====== TEXT SHOWN

Family Violence Prevention


I became involved with Family Violence prevention work in the mid 1990’s when I worked as a community social worker  in South Auckland. At that time, which coincided with the introduction of the Domestic Violence Act (1995) in New Zealand, I became a member of the fledgling South Auckland Family Violence Prevention Network and benefited from the training the network offered. I became very aware that the majority of client families we worked with were experiencing Family Violence, or had done so in the past and were still affected by that experience. I also relised how often we had missed seeing the issue through our lack of awareness and training. The following opportunities contributed to the development of my awareness and expertise in this field:


  • While completing my Masters in Social Work I was able to study the new legislation, its background, and implementation .
  • I became a member of the South Auckland Family Violence Prevention Network (SAFVPN).
  • I completed a year long Practicum with Auckland Health Promotion’s Family Violence Co-ordinator, working with the SAFVPN Co-ordinator and Management Committee and becoming involved in Awareness Raising work.

============
====== THE RECORDS

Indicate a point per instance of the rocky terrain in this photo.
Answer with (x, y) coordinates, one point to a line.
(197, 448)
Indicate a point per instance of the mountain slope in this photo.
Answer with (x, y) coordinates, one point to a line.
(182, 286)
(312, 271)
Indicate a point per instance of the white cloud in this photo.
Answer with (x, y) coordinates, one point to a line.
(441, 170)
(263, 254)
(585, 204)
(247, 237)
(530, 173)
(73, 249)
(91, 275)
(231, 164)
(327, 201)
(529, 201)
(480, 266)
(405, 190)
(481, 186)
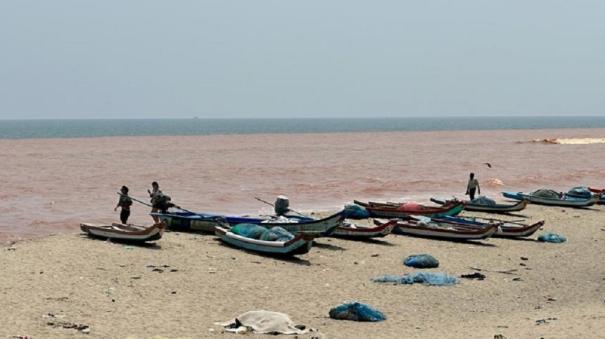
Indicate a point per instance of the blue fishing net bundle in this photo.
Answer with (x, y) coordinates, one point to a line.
(353, 211)
(276, 234)
(552, 238)
(253, 231)
(421, 261)
(356, 311)
(248, 230)
(426, 278)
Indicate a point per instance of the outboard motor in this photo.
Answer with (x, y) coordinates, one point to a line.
(282, 205)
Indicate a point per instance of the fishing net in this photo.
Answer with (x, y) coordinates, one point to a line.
(356, 311)
(552, 237)
(353, 211)
(248, 230)
(426, 278)
(484, 201)
(421, 261)
(276, 234)
(546, 193)
(580, 192)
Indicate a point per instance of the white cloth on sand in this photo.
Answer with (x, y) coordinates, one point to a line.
(266, 322)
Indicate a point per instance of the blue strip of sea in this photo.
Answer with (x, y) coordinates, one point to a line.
(24, 129)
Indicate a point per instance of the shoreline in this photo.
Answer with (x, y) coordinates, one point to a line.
(554, 293)
(294, 134)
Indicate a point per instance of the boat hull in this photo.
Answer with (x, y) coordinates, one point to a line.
(299, 245)
(124, 232)
(497, 208)
(346, 231)
(207, 223)
(394, 210)
(565, 202)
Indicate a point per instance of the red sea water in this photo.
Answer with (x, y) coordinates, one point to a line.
(51, 185)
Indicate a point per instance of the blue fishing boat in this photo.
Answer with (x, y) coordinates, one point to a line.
(206, 222)
(551, 198)
(299, 244)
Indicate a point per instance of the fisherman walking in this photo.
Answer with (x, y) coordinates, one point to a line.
(472, 187)
(125, 202)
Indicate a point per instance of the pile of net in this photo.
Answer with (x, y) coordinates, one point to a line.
(265, 322)
(426, 278)
(353, 211)
(421, 261)
(356, 311)
(552, 238)
(546, 193)
(261, 233)
(580, 192)
(483, 201)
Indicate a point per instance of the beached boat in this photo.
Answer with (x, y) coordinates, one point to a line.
(347, 230)
(123, 232)
(187, 221)
(587, 193)
(428, 228)
(506, 229)
(551, 198)
(403, 210)
(300, 244)
(495, 208)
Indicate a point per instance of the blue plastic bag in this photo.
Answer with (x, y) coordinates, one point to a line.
(353, 211)
(421, 261)
(426, 278)
(552, 237)
(357, 312)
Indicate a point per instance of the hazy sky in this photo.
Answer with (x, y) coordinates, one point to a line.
(339, 58)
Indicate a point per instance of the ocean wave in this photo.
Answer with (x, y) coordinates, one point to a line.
(571, 141)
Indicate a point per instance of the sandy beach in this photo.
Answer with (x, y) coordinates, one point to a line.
(119, 292)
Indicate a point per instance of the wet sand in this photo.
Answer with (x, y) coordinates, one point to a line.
(560, 292)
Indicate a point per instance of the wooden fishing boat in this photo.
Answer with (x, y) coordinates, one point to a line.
(403, 210)
(187, 221)
(506, 229)
(123, 232)
(440, 230)
(497, 208)
(347, 230)
(562, 200)
(300, 244)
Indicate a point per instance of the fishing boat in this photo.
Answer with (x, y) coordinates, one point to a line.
(403, 210)
(429, 228)
(506, 229)
(587, 193)
(352, 231)
(189, 221)
(300, 244)
(495, 208)
(123, 232)
(551, 198)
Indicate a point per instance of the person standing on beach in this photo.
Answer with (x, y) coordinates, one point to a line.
(125, 202)
(472, 187)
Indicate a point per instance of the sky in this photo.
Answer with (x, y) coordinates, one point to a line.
(286, 59)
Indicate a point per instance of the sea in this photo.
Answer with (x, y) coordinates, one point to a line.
(24, 129)
(56, 174)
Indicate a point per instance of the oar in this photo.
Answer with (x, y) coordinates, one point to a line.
(272, 205)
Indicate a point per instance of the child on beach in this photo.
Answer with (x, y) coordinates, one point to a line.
(125, 202)
(472, 187)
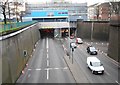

============

§ **COMPLETE THE FOLLOWING**:
A – Write out the part of the family violence prevention text from "I became involved" through "and implementation .", word for word.
B – Recast the rows from the line containing "Indicate a point per instance of the person" through the last of the rows as a Markdown table with the columns Row and Line, giving each line a row number and leaving out blank lines and the pictures.
The family violence prevention text and the rows are unrelated to each other.

§ **RESPONSE LIST**:
A –
I became involved with Family Violence prevention work in the mid 1990’s when I worked as a community social worker  in South Auckland. At that time, which coincided with the introduction of the Domestic Violence Act (1995) in New Zealand, I became a member of the fledgling South Auckland Family Violence Prevention Network and benefited from the training the network offered. I became very aware that the majority of client families we worked with were experiencing Family Violence, or had done so in the past and were still affected by that experience. I also relised how often we had missed seeing the issue through our lack of awareness and training. The following opportunities contributed to the development of my awareness and expertise in this field:


  • While completing my Masters in Social Work I was able to study the new legislation, its background, and implementation .

B –
| Row | Line |
|---|---|
| 1 | Indicate a point per instance of the person standing on beach in this photo. |
| 2 | Answer with (x, y) coordinates, one point to a line. |
| 3 | (125, 202) |
| 4 | (472, 187) |
| 5 | Indicate a point per instance of the sky in this photo. |
| 6 | Answer with (x, y) coordinates, one point to a line. |
| 7 | (286, 59) |
| 8 | Indicate a point per instance of the sea in this photo. |
| 9 | Answer with (x, y) coordinates, one point to a line. |
| 10 | (24, 129) |
| 11 | (56, 174) |
| 12 | Indicate a point per instance of the oar in this photo. |
| 13 | Answer with (x, y) coordinates, one point to a line. |
| 14 | (272, 205) |
| 15 | Indicate a point per instance of the child on beach in this photo. |
| 16 | Answer with (x, y) coordinates, one point to a line. |
| 17 | (125, 202) |
| 18 | (472, 187) |